*TASK PROMPT:* Please give the part of the lines below that opens with the line containing "Highlight every dark green fish body present." and runs through the last line as a JSON list of strings, one string per line, with blank lines left out.

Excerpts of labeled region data
"""

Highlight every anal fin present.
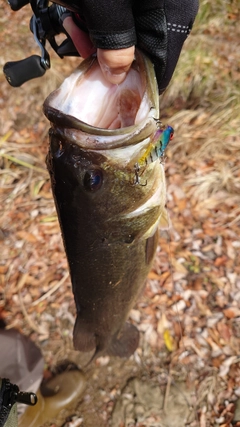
[107,322,139,357]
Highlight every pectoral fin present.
[108,323,139,357]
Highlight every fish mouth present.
[43,50,159,150]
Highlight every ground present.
[0,0,240,427]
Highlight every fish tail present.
[107,322,139,357]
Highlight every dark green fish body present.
[44,54,169,357]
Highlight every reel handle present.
[8,0,30,12]
[3,55,49,87]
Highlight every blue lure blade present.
[138,126,174,166]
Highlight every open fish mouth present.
[44,52,173,364]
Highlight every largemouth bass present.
[44,52,173,357]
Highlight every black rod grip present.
[8,0,30,12]
[3,55,46,87]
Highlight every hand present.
[59,0,198,93]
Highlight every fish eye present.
[83,169,103,191]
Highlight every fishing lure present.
[134,125,174,185]
[138,126,174,166]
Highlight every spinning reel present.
[3,0,79,87]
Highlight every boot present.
[18,370,86,427]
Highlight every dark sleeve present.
[74,0,137,49]
[158,0,199,93]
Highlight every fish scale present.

"""

*IN RESPONSE:*
[
  "Highlight every dark green fish body present.",
  "[44,54,169,357]",
  "Highlight every reel handle present.",
  "[8,0,30,12]",
  "[3,55,49,87]",
  "Highlight every blue lure blade present.",
  "[138,126,174,166]",
  "Highlight every open fish mouth present.",
  "[44,52,173,364]",
  "Highlight every largemouth bass present.",
  "[44,52,173,357]",
  "Highlight every black rod grip present.",
  "[8,0,30,12]",
  "[3,55,46,87]",
  "Highlight every hand present.",
  "[59,0,198,93]",
  "Highlight every fish eye present.",
  "[83,169,103,191]",
  "Highlight every fishing lure present.",
  "[134,125,174,185]",
  "[138,126,174,166]",
  "Highlight every spinning reel present.",
  "[3,0,79,87]",
  "Highlight every boot present.",
  "[18,370,86,427]",
  "Highlight every dark sleeve present.",
  "[74,0,137,49]",
  "[158,0,199,93]",
  "Highlight every fish scale present."
]